_EXERCISE_: Print the lines that run from the line with "Where can the wooden slat" to the line with "Where can the green", keeping both end lines, exactly as they appear in the entries below, and nothing else.

_DATA PROVIDED_:
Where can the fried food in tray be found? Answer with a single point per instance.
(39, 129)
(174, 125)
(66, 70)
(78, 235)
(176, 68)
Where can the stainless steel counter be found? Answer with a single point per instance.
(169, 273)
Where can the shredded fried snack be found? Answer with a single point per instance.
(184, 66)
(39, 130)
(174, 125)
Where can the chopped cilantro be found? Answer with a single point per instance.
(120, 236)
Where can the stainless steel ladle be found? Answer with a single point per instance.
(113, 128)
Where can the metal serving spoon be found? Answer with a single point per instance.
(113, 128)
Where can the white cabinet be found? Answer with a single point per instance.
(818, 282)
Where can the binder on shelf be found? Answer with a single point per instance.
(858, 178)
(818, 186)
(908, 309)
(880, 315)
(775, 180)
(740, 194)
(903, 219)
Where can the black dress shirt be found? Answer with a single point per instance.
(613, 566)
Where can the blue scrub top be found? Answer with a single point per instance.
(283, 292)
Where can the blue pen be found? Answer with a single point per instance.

---

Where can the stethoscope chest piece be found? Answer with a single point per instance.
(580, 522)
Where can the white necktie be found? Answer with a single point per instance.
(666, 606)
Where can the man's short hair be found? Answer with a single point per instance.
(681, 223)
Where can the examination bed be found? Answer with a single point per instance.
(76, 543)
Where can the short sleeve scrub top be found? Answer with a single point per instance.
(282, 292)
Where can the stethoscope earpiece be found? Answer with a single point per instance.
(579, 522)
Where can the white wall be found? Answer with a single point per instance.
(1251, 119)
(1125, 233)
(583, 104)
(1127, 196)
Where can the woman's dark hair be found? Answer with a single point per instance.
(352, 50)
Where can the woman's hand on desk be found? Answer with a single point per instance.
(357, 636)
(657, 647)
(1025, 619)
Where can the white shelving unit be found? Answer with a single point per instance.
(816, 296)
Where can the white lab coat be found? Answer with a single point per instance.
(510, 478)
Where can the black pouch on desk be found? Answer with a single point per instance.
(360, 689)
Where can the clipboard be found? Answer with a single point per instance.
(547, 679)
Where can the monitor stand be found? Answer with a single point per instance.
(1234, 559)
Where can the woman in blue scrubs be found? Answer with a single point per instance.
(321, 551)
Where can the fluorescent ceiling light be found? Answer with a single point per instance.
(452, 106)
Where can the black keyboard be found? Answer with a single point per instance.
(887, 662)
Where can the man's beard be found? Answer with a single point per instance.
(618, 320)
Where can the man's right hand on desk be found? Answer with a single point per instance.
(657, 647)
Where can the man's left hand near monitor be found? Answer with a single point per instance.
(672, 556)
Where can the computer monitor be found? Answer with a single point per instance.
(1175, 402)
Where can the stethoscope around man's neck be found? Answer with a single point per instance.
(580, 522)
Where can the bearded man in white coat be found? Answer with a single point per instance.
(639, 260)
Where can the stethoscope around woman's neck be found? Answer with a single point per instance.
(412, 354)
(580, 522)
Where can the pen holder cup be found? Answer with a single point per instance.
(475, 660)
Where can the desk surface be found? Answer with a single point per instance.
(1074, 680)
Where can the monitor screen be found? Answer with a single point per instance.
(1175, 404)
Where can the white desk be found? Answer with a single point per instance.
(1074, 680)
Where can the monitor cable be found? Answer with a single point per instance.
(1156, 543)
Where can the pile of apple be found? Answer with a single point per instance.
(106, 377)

* * *

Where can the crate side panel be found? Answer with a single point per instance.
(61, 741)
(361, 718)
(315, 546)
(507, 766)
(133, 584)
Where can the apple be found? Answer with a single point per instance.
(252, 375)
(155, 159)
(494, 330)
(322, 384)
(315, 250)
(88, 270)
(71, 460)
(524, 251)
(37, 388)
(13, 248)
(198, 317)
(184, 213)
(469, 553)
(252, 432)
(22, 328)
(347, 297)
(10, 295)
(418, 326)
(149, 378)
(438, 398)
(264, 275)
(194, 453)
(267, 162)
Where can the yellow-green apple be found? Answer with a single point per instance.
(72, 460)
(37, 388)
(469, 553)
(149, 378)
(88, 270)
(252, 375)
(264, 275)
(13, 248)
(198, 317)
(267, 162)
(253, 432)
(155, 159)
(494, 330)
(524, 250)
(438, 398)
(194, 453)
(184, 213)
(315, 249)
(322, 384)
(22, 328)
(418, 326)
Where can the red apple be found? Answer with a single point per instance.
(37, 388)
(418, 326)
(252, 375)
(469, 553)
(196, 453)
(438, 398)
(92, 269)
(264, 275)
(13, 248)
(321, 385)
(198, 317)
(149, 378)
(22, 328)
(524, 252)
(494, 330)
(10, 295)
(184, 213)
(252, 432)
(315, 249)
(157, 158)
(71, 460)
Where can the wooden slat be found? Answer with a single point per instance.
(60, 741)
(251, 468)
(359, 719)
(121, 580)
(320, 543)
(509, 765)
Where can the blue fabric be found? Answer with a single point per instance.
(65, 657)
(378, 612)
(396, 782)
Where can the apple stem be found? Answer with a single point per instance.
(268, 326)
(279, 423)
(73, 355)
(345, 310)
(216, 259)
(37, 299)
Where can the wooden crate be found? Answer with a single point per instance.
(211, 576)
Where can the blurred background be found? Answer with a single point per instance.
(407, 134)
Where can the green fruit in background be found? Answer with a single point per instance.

_OUTPUT OF THE EXERCISE_:
Where can the wooden slat be found? Answer with a single point per instance.
(60, 741)
(251, 468)
(359, 719)
(121, 580)
(320, 543)
(509, 765)
Where can the blue fabric be found? Answer with a single point per instance.
(65, 657)
(378, 612)
(396, 782)
Where can the apple stem be found? Answer with a single point per instance.
(268, 326)
(279, 423)
(73, 355)
(345, 310)
(216, 259)
(37, 299)
Where can the wooden crate be found? Answer with a single point per instance.
(211, 576)
Where can the blurred background be found? Answer with a single point per instance.
(407, 134)
Where can the green fruit in background be found? Answer with a single point per instance.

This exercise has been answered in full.